■ **PROBLEM DETAILS**: Given the entries below, please return each one exactly.

■ **DATA**:
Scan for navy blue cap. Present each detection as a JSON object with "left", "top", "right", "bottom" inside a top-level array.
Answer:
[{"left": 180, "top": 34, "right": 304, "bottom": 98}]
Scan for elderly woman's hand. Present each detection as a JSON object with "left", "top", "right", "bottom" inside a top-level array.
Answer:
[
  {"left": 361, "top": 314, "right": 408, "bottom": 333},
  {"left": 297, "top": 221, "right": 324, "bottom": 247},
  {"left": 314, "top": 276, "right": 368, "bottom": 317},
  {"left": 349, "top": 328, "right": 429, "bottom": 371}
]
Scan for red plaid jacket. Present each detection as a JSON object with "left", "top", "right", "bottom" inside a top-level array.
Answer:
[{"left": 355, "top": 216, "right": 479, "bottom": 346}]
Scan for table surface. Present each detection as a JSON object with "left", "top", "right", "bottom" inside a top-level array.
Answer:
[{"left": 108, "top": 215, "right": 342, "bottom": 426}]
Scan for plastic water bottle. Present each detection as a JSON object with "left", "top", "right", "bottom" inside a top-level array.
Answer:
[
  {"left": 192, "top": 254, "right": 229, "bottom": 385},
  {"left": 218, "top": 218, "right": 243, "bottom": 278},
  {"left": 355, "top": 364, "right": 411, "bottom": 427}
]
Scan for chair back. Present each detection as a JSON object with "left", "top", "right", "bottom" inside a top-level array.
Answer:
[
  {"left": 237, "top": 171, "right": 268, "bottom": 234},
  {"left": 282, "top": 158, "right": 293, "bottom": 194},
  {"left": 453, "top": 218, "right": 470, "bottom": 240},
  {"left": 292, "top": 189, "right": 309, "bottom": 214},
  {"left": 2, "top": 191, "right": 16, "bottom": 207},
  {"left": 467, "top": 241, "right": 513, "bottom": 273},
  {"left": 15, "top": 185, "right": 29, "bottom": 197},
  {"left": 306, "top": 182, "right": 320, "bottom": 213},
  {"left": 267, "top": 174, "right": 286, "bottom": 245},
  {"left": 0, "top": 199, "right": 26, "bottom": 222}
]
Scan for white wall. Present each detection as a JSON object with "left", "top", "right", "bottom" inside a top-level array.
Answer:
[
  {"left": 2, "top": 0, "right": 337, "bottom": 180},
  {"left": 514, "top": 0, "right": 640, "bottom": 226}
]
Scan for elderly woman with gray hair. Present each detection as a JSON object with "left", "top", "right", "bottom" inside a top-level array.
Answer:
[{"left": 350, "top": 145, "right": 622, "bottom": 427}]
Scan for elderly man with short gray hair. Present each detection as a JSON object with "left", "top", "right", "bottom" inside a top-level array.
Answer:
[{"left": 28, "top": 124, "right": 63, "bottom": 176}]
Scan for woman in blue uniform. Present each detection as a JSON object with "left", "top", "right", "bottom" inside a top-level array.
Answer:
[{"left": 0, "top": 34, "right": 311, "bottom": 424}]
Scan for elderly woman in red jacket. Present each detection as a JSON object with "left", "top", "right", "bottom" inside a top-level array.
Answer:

■ **EXERCISE RESPONSE**:
Scan for navy blue cap. Present each detection as a JSON object with "left", "top", "right", "bottom" inside a top-level array.
Answer:
[{"left": 180, "top": 34, "right": 304, "bottom": 98}]
Scan for elderly woman's hand. Present each detection as a JSON object with "left", "top", "right", "bottom" inside a top-level array.
Answer:
[
  {"left": 361, "top": 314, "right": 408, "bottom": 333},
  {"left": 297, "top": 221, "right": 324, "bottom": 247},
  {"left": 314, "top": 276, "right": 368, "bottom": 317},
  {"left": 349, "top": 328, "right": 429, "bottom": 371}
]
Scan for red plaid jacket. Present each detection as a JSON object with "left", "top", "right", "bottom" inside a top-level array.
Answer:
[{"left": 355, "top": 216, "right": 479, "bottom": 346}]
Scan for table surface. Present each detection as a JSON object with "left", "top", "right", "bottom" inside a top-level array.
Answer:
[{"left": 108, "top": 215, "right": 342, "bottom": 426}]
Scan for plastic water bottle. Present each detection as a JSON object with "left", "top", "right", "bottom" inside a top-level array.
Answer:
[
  {"left": 192, "top": 254, "right": 229, "bottom": 385},
  {"left": 218, "top": 218, "right": 243, "bottom": 278},
  {"left": 355, "top": 364, "right": 411, "bottom": 427}
]
Scan for chair back. Present each detection as a JSON object with "left", "top", "right", "bottom" inside a top-level array.
Answer:
[
  {"left": 237, "top": 171, "right": 268, "bottom": 234},
  {"left": 282, "top": 158, "right": 293, "bottom": 194},
  {"left": 453, "top": 218, "right": 470, "bottom": 240},
  {"left": 292, "top": 189, "right": 309, "bottom": 214},
  {"left": 2, "top": 191, "right": 16, "bottom": 207},
  {"left": 467, "top": 241, "right": 513, "bottom": 273},
  {"left": 15, "top": 185, "right": 29, "bottom": 197},
  {"left": 306, "top": 182, "right": 320, "bottom": 213},
  {"left": 267, "top": 174, "right": 286, "bottom": 245},
  {"left": 0, "top": 199, "right": 26, "bottom": 222}
]
Scan for white wall. Present each detection as a JSON object with "left", "top", "right", "bottom" inside a top-level array.
Answer:
[
  {"left": 2, "top": 0, "right": 337, "bottom": 180},
  {"left": 514, "top": 0, "right": 640, "bottom": 226}
]
Scan for elderly woman with gray hair. Present each detection as a JSON object with "left", "top", "right", "bottom" inside a top-level array.
Answer:
[{"left": 350, "top": 145, "right": 622, "bottom": 427}]
Scan for elderly man with short gray hair. Present each detection as a JSON object with "left", "top", "right", "bottom" inside a top-level array.
Answer:
[{"left": 28, "top": 124, "right": 63, "bottom": 176}]
Scan for woman in blue uniform. Present each detection as a JSON object with "left", "top", "right", "bottom" inside a top-level array.
Answer:
[{"left": 0, "top": 34, "right": 311, "bottom": 424}]
Scan for elderly woman in red jacket. Present each detection as a JSON object with "left", "top", "right", "bottom" inside a top-level array.
Answer:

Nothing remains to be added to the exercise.